[Opening Given text section]

Risk of EU breakup is real, Tusk warns ahead of crucial summit

Donald Tusk, the president of the European council, warned on Monday that positions were hardening on Britain’s future in Europe ahead of the crucial summit he will chair on Thursday and the risk of break-up was real.

 

David Cameron scrapped a debate at the European parliament on Tuesday and scheduled a meeting with Jean-Claude Juncker, president of the European commission, amid fears that a proposed settlement geared to keeping the UK in the EU could unravel because of growing European objections to the concessions promised to Britain.

 

“This is a critical moment,” Tusk warned. “It is high time we started listening to each other’s arguments more than to our own. It is natural in negotiations that positions harden, as we get closer to crunch time. But the risk of break-up is real because this process is indeed very fragile. Handle with care. What is broken cannot be mended.”

 

The stark warning from the former Polish prime minister, who presides over the EU summit on Thursday and who has been charged with drafting the settlement rewriting the terms of Britain’s EU membership, came as east European leaders staged a mini-summit in Prague to hammer out a common position on the proposed British deal.

 

Bohuslav Sobotka, the Czech prime minister, who chaired the meeting of four central European countries – Poland, Slovakia, Hungary, and the Czech Republic – said they had agreed a position but that he would not divulge it before informing Tusk.

[Closing Given text section]

> [What the task asks]: Rewrite the stretch from "Risk of EU breakup" through "promised to Britain." in the article on Tusk's EU warning, substituting "key" for "crucial".

[Opening Data for analysis section]

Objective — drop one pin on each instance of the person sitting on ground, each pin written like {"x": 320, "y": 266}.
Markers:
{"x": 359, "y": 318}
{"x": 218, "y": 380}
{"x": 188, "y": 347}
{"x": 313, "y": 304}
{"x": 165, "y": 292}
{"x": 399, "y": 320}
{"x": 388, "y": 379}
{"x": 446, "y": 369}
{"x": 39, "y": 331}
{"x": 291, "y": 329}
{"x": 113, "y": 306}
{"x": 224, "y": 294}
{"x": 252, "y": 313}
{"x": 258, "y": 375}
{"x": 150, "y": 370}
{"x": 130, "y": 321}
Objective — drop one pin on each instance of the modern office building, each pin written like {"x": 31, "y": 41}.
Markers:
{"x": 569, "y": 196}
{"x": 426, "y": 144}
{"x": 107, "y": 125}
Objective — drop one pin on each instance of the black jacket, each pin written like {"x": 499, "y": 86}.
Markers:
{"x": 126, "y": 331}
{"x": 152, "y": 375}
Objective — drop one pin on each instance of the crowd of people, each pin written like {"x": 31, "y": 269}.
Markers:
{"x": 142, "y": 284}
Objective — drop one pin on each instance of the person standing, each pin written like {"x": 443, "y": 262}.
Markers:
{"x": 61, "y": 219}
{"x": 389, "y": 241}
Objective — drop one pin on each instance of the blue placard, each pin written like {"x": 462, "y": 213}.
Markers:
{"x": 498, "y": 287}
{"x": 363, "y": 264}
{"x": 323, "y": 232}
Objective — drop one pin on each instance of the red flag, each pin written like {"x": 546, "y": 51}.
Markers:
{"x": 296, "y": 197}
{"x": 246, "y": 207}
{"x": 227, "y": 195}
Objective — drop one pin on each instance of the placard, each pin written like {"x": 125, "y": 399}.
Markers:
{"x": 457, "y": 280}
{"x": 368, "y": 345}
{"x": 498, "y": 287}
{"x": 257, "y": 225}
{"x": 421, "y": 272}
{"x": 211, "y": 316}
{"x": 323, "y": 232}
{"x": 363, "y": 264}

[Closing Data for analysis section]

> [Completed task]:
Risk of EU breakup is real, Tusk warns ahead of key summit

Donald Tusk, the president of the European council, warned on Monday that positions were hardening on Britain’s future in Europe ahead of the key summit he will chair on Thursday and the risk of break-up was real.

 

David Cameron scrapped a debate at the European parliament on Tuesday and scheduled a meeting with Jean-Claude Juncker, president of the European commission, amid fears that a proposed settlement geared to keeping the UK in the EU could unravel because of growing European objections to the concessions promised to Britain.